## What is asked
Render the records from the line with "For each instance of the nose wheel, the" up to and including the line with "pixel 304 97" as a two-column CSV with the columns entry_text and answer. Give one row per record, and put each field in quotes with its line breaks changed to spaces.

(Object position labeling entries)

──────────────────────────────

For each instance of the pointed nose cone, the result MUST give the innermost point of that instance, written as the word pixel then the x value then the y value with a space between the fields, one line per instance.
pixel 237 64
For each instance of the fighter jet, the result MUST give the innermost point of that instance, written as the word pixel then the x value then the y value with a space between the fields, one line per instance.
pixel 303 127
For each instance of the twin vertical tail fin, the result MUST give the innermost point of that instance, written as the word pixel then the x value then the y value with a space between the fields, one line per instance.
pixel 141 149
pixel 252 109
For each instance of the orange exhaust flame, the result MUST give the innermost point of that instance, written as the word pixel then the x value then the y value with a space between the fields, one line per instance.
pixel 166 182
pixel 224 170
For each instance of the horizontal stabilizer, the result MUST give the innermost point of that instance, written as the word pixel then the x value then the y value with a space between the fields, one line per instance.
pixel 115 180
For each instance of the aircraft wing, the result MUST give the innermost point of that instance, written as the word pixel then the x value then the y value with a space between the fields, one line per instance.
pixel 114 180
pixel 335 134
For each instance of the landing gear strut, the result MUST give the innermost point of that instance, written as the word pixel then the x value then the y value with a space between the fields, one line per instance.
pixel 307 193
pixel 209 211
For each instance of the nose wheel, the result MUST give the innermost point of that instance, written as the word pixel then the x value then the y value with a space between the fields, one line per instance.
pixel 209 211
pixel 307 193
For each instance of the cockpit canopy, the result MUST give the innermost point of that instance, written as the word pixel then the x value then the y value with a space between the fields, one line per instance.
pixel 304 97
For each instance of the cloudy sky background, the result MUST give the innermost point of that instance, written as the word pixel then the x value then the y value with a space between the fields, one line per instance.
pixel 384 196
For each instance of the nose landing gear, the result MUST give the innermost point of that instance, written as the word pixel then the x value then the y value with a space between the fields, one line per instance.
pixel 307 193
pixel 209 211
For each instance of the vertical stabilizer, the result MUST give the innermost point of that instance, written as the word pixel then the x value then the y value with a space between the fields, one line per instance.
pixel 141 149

──────────────────────────────

## The completed task
entry_text,answer
"For each instance of the nose wheel, the result MUST give the innermost point of that instance, written as the word pixel then the x value then the y value with a space between the fields, one line per instance.","pixel 209 211 pixel 307 193"
"For each instance of the cockpit canopy, the result MUST give the innermost point of that instance, written as the word pixel then the x value then the y value with a space between the fields, one line per instance.","pixel 304 97"